**WHAT YOU WILL DO:**
Repeat the data exactly, please.
((
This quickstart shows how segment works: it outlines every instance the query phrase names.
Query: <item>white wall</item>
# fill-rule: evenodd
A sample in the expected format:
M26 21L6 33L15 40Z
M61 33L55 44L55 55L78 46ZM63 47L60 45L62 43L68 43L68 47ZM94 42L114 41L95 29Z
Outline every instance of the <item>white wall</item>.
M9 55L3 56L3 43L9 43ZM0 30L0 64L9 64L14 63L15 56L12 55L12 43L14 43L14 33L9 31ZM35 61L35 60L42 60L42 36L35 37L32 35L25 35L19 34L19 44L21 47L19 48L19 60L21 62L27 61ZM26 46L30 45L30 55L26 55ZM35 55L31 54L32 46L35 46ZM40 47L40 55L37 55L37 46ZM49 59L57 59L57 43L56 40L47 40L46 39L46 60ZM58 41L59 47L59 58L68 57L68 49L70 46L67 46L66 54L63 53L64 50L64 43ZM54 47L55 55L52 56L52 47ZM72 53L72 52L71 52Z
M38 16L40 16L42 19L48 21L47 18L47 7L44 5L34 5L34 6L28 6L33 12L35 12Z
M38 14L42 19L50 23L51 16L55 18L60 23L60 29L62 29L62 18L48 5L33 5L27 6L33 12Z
))
**EXPECTED ANSWER:**
This quickstart shows how segment works: it outlines every instance the query phrase names.
Query: <item>white wall</item>
# fill-rule: evenodd
A sample in the expected format:
M26 21L6 33L15 40Z
M61 33L55 44L55 55L78 46ZM63 47L60 45L62 43L68 43L68 47ZM94 42L114 41L95 29Z
Outline every instance of the <item>white wall</item>.
M9 55L3 56L3 43L9 43ZM0 30L0 64L9 64L14 63L15 56L12 55L12 43L14 43L14 33L9 31ZM35 61L35 60L42 60L42 36L35 37L32 35L25 35L19 34L19 44L21 47L19 48L19 60L21 62L27 61ZM26 46L30 45L30 55L26 55ZM35 55L31 54L32 46L35 46ZM40 47L40 55L37 55L37 46ZM49 59L57 59L57 43L56 40L47 40L46 39L46 60ZM58 41L59 47L59 58L68 57L68 49L70 46L67 46L66 54L63 53L64 50L64 43ZM54 47L55 55L52 56L52 47ZM72 53L72 52L71 52Z
M38 16L40 16L42 19L48 21L47 18L47 7L44 5L34 5L34 6L28 6L33 12L35 12Z
M38 14L42 19L50 23L51 16L55 18L60 23L60 29L62 29L62 18L48 5L33 5L27 6L33 12Z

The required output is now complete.